start Supplied text

The DID document provides the information necessary to interact securely with a DID Subject. That's it. It is NOT about the did subject. Yes, I can see how you could argue that how you interact with a Subject is indirectly and ultimately about the subject, but that is just going to get us in trouble.

Yes, this information is about the subject. That there are risks there are not a reason to break the model, IMO.

It's the wrong mental model. The defining line here the DID Document provides the information needed to interact securely with the Subject. If it isn't about interacting securely with the subject--potentially including meta-data about why we should believe the rest of the content is itself secure--then it doesn't belong in the DID Document.

I think it would be confusing to create a new model here (both mentally and technically) -- i.e, "public information about a subject is not about the subject, but private information is". The issue isn't with whether or not the information is about the subject. It's about public, discoverable information vs. private information. What we need to do is provide clear guidance on what should be said where. This is no different from talking about people in general and I suspect moving away from that will only create more confusion. I think it is better to draw on what people already know about public vs. private to help avoid trouble rather than try to obscure it away with a special model.

end Supplied text
start Record extracts

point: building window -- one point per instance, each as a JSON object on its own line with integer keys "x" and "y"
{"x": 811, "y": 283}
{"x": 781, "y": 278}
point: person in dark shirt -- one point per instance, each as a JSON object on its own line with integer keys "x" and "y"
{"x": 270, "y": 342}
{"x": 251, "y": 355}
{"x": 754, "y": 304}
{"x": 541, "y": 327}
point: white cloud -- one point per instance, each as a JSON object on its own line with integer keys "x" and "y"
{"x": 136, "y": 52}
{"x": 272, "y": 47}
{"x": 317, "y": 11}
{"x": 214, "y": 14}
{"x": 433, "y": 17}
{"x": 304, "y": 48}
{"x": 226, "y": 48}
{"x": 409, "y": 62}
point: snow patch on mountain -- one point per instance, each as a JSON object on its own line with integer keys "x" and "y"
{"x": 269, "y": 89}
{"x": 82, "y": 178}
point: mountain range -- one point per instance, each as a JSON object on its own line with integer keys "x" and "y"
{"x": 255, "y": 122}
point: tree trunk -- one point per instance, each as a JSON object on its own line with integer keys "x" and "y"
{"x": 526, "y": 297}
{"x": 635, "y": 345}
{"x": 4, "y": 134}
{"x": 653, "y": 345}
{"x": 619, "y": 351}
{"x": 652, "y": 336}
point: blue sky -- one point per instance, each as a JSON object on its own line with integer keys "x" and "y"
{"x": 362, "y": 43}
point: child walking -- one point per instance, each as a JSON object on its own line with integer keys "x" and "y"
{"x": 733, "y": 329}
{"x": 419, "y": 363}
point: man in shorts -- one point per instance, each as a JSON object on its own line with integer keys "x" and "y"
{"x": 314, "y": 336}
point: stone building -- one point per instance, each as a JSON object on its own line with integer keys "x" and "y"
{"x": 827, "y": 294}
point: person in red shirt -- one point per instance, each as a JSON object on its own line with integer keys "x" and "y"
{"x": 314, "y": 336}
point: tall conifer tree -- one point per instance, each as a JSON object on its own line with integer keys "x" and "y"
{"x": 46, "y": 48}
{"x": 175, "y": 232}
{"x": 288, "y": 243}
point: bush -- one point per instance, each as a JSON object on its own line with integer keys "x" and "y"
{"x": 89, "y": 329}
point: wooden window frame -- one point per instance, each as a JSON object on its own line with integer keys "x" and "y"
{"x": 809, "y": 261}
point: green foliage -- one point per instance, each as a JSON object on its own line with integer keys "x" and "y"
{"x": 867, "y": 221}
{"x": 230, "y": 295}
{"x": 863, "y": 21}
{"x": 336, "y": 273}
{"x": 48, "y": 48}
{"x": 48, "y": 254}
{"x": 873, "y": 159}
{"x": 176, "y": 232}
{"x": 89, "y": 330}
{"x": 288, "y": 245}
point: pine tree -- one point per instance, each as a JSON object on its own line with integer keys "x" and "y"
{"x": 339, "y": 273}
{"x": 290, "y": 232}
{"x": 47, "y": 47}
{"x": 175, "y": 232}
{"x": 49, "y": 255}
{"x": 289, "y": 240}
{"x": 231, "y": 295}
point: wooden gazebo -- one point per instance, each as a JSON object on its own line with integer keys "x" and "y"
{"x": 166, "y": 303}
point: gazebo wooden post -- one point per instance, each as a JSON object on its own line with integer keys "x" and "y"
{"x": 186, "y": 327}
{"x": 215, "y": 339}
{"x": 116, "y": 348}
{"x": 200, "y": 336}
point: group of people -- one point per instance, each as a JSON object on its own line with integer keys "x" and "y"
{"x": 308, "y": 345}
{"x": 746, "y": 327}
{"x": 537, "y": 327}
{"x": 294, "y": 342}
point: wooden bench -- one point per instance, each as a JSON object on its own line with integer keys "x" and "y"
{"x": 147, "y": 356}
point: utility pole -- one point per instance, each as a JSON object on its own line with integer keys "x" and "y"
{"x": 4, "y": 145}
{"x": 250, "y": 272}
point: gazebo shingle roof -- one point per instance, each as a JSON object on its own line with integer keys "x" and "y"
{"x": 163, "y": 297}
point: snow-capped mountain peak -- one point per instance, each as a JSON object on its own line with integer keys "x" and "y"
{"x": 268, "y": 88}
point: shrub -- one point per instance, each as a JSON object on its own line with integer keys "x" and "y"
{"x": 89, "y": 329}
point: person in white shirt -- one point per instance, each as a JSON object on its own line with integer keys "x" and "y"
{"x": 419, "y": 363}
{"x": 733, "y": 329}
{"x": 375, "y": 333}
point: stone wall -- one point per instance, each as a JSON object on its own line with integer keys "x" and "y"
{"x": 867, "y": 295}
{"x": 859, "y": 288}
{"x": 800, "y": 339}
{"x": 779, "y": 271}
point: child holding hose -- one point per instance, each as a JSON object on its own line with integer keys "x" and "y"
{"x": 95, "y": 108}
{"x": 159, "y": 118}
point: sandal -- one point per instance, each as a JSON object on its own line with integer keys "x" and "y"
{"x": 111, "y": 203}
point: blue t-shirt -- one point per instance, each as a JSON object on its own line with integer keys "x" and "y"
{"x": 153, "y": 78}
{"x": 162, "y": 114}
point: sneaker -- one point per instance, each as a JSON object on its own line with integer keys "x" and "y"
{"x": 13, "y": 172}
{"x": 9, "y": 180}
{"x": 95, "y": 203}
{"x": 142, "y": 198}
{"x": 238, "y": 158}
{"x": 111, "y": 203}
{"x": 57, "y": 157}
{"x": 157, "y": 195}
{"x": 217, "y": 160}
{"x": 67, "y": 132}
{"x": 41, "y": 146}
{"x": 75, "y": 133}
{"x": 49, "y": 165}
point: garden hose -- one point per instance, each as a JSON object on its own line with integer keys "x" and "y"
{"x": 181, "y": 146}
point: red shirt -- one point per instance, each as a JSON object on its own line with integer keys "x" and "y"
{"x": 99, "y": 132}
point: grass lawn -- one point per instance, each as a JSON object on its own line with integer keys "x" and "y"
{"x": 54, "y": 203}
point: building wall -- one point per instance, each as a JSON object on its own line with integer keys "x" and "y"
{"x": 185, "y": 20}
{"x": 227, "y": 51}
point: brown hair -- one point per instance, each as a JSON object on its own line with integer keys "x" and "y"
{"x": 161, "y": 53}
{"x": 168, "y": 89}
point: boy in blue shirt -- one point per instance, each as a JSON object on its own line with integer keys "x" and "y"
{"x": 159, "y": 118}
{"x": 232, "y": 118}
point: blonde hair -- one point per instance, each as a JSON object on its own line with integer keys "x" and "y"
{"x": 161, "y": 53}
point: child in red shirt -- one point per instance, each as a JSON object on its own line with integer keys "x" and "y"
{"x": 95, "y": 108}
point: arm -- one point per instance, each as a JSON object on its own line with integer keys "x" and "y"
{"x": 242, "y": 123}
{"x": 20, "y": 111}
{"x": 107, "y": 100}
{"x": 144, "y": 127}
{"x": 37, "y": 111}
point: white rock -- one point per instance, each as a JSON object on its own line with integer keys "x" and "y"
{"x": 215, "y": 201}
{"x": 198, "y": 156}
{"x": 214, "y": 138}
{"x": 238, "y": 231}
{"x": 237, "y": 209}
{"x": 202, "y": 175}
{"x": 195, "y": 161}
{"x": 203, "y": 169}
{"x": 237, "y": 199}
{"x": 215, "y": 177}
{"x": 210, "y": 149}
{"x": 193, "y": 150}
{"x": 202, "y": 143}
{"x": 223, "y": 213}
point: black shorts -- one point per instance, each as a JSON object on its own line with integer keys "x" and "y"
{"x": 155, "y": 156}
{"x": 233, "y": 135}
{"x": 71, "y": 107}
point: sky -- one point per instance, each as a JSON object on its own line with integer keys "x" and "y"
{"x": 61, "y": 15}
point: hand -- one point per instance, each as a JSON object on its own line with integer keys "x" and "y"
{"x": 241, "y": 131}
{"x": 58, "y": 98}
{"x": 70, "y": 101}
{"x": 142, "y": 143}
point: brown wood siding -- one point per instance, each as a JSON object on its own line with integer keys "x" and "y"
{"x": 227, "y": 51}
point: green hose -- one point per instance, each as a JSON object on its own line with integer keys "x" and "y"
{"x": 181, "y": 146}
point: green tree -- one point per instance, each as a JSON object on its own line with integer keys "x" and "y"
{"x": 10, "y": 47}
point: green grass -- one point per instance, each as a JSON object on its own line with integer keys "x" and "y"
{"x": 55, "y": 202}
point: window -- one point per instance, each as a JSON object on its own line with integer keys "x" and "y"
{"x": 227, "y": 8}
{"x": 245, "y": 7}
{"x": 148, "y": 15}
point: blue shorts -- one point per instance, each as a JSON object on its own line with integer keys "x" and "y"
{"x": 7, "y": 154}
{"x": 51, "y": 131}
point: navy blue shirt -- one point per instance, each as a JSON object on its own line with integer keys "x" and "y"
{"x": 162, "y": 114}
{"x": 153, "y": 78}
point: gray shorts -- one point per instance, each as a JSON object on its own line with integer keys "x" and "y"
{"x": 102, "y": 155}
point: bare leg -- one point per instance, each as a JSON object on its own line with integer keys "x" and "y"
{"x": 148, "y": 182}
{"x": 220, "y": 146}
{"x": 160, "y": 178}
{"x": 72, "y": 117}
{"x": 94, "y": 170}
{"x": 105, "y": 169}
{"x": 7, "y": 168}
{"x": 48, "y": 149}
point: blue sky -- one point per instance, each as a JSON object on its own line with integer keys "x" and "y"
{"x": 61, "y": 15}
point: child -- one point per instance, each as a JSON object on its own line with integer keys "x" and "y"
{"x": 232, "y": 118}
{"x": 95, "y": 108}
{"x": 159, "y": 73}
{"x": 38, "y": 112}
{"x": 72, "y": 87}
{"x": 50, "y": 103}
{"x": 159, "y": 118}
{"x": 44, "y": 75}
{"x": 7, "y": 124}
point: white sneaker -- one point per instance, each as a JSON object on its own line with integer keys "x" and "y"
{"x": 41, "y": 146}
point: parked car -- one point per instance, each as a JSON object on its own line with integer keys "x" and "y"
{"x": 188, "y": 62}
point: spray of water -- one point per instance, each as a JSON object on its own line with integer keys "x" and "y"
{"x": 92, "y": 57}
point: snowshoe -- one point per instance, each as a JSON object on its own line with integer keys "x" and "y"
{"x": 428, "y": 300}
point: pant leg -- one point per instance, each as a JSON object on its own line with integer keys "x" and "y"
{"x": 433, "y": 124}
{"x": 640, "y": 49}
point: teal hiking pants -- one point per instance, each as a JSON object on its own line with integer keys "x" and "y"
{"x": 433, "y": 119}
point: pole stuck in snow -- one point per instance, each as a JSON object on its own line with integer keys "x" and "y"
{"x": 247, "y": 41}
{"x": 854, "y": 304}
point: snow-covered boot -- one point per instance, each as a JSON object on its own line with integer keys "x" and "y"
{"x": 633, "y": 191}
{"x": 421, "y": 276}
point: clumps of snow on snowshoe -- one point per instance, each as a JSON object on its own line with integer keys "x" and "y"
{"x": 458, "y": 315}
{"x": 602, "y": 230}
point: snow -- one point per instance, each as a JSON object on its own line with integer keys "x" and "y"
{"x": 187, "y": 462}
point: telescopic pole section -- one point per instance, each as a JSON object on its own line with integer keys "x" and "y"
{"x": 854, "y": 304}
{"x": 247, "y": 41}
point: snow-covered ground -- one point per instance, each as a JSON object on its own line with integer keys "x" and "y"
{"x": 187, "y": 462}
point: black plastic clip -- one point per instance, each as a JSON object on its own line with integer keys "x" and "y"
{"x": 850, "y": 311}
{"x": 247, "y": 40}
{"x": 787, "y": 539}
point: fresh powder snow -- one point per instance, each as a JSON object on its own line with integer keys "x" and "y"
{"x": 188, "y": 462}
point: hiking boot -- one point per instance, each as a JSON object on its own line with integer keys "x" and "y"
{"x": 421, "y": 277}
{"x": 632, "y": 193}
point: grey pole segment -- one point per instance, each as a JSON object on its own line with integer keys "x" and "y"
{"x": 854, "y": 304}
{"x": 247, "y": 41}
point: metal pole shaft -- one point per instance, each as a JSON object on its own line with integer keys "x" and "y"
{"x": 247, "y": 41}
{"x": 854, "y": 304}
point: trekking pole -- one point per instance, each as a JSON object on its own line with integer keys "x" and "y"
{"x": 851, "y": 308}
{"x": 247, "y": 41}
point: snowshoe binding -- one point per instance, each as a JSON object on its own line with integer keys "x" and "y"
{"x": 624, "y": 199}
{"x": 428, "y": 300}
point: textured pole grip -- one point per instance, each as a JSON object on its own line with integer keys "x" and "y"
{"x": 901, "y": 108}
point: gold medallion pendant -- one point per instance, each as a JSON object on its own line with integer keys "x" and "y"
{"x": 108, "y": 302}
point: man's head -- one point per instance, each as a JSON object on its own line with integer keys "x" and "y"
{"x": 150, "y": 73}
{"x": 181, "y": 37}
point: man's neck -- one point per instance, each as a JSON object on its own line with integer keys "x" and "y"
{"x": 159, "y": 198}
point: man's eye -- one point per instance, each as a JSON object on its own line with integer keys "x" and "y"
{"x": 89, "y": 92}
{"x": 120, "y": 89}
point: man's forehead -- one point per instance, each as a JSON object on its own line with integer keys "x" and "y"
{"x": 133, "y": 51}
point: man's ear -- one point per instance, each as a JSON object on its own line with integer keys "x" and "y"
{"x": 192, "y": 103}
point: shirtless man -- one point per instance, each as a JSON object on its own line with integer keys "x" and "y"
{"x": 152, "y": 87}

end Record extracts

- [Set exercise 1] Quote every sentence in the DID document discussion that uses the word "model."
- [Set exercise 2] Pull out every line of the entries that contains the string "sneaker", where case counts.

- [Finished answer 1]
That there are risks there are not a reason to break the model, IMO.
It's the wrong mental model.
I think it would be confusing to create a new model here (both mentally and technically) -- i.e, "public information about a subject is not about the subject, but private information is".
I think it is better to draw on what people already know about public vs. private to help avoid trouble rather than try to obscure it away with a special model.

- [Finished answer 2]
point: sneaker -- one point per instance, each as a JSON object on its own line with integer keys "x" and "y"
point: white sneaker -- one point per instance, each as a JSON object on its own line with integer keys "x" and "y"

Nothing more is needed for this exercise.